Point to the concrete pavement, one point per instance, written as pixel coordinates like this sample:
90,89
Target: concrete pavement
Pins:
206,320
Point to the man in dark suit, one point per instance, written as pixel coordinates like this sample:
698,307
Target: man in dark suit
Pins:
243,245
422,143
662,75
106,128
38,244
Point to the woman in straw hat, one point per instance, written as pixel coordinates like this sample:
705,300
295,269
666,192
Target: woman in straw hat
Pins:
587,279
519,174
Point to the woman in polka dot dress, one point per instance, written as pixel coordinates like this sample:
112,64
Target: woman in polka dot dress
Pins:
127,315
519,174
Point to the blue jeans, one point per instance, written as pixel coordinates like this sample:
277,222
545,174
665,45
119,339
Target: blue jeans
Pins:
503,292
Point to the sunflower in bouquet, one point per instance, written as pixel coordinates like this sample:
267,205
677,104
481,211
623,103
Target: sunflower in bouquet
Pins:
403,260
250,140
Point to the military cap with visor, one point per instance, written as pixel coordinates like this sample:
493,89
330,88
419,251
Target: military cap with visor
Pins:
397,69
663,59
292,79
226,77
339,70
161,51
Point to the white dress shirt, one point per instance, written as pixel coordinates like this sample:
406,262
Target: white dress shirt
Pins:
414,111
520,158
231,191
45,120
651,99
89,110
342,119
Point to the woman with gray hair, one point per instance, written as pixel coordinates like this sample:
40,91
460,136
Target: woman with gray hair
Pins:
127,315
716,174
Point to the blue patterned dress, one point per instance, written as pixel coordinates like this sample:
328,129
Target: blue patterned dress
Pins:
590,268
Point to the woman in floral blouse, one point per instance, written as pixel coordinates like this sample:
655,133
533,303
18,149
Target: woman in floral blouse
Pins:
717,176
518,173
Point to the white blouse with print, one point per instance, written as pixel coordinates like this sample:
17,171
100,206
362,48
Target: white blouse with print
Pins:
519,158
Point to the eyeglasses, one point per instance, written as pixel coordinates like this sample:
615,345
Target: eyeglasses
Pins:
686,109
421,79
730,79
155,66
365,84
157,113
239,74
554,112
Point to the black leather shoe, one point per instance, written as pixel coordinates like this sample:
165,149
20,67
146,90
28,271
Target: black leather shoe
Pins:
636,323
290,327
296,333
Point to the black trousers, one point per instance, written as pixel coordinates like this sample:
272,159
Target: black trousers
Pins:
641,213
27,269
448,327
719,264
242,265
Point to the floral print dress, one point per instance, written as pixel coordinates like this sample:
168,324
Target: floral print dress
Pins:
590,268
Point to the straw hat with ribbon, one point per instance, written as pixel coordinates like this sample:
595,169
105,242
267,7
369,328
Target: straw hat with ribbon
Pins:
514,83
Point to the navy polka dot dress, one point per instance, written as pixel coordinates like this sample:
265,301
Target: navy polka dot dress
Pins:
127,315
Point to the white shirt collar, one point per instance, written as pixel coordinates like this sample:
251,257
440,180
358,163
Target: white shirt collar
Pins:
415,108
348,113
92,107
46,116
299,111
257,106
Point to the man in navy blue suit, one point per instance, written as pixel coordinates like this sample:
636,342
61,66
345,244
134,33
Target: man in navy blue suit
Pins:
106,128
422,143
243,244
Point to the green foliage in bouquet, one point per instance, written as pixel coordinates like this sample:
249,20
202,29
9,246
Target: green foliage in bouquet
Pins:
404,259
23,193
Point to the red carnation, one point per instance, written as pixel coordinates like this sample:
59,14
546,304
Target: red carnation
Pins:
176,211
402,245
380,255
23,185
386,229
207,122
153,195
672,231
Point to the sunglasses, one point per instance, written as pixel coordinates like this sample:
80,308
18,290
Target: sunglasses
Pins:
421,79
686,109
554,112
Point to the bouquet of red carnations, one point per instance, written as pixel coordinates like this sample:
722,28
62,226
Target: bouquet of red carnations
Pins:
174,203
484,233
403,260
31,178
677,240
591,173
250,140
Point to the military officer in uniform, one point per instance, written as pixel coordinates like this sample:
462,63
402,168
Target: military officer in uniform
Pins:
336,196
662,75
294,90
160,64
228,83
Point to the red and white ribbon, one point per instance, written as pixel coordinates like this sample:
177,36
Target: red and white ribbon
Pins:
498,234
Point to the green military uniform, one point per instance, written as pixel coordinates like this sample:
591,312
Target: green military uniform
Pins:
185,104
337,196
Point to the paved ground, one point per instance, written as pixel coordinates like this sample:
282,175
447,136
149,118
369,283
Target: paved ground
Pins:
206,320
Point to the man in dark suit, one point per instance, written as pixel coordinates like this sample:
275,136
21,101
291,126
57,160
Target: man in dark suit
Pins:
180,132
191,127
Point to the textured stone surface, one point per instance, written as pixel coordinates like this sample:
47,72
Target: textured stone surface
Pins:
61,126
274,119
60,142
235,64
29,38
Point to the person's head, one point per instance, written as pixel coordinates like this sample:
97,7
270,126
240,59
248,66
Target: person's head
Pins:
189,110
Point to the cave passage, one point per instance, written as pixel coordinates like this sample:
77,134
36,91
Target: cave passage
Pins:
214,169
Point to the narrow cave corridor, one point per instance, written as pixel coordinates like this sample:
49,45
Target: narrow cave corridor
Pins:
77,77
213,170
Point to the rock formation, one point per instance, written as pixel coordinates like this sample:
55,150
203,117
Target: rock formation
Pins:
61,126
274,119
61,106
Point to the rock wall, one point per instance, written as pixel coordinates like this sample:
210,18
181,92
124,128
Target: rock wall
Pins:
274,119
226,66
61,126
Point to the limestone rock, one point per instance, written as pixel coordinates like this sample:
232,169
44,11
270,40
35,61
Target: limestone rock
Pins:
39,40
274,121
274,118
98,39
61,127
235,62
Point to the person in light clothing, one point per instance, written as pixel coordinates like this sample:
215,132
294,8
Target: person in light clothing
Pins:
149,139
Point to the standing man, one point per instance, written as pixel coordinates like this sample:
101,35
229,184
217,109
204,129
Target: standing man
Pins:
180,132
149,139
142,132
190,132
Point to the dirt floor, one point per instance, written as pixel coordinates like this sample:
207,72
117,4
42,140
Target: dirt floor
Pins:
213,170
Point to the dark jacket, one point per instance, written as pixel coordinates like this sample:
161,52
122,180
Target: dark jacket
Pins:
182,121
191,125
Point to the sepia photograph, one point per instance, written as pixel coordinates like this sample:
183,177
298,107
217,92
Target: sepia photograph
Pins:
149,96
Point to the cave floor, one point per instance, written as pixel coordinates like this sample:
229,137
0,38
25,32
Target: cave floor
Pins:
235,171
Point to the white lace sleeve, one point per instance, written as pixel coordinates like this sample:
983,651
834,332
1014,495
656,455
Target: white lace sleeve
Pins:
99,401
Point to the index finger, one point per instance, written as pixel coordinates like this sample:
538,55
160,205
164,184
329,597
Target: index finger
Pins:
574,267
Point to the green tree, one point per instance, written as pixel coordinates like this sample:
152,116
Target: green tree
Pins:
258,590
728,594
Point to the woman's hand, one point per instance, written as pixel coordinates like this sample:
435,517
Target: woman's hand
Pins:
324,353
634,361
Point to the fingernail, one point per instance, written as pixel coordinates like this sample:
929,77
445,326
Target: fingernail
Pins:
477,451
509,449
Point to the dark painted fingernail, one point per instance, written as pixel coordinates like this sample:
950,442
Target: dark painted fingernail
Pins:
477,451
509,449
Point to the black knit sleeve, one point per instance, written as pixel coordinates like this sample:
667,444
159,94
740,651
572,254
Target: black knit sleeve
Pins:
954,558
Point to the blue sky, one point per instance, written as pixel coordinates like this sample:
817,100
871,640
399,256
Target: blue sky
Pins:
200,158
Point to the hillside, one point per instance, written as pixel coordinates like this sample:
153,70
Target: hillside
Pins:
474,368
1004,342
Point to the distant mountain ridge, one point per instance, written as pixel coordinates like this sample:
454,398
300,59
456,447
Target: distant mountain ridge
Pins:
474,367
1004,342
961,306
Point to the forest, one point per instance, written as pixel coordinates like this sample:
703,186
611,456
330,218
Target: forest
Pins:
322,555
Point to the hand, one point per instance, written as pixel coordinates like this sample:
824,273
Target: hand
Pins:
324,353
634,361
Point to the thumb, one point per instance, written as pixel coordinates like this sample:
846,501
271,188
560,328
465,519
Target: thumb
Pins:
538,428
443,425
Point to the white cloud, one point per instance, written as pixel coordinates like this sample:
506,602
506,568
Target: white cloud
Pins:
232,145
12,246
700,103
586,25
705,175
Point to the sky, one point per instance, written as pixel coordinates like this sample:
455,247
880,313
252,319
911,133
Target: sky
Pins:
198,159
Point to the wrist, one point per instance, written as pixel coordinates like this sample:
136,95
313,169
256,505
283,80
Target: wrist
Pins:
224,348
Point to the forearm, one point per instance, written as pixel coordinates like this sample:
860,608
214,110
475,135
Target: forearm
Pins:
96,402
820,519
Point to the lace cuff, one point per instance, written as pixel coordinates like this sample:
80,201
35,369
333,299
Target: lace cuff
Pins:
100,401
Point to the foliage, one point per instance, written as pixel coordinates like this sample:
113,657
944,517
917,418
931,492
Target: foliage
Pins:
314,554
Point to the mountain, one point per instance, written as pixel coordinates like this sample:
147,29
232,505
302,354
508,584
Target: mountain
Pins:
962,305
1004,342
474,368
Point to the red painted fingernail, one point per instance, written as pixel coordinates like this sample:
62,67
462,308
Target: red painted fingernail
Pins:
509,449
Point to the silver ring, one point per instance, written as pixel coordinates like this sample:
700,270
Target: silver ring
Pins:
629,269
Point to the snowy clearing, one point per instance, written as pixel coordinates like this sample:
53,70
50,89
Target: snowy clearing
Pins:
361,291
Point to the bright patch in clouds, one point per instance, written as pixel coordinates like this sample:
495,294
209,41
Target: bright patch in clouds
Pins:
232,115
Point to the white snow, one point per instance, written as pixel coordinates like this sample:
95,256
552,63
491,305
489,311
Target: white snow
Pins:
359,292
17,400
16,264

==*==

_EXERCISE BRIEF:_ Starting at the line that contains "Point to the silver", print every line through the end of the listing, word for word. Leave out all the rest.

_WRITTEN REPLY:_
Point to the silver ring, one point per instance, written as pixel coordinates like this sample:
700,270
Target: silver ring
Pins:
629,269
Point to the snowy clearing, one point per instance, written as pixel coordinates like this sample:
53,70
50,89
Target: snowy clearing
Pins:
361,291
Point to the bright patch in clouds, one point per instance, written as pixel coordinates like this sample:
495,294
209,41
Target: bright patch in clouds
Pins:
232,115
Point to the white snow, one point per instance, written as pixel coordinates like this sample:
95,256
552,63
491,305
489,311
Target: white snow
Pins:
359,292
17,400
16,264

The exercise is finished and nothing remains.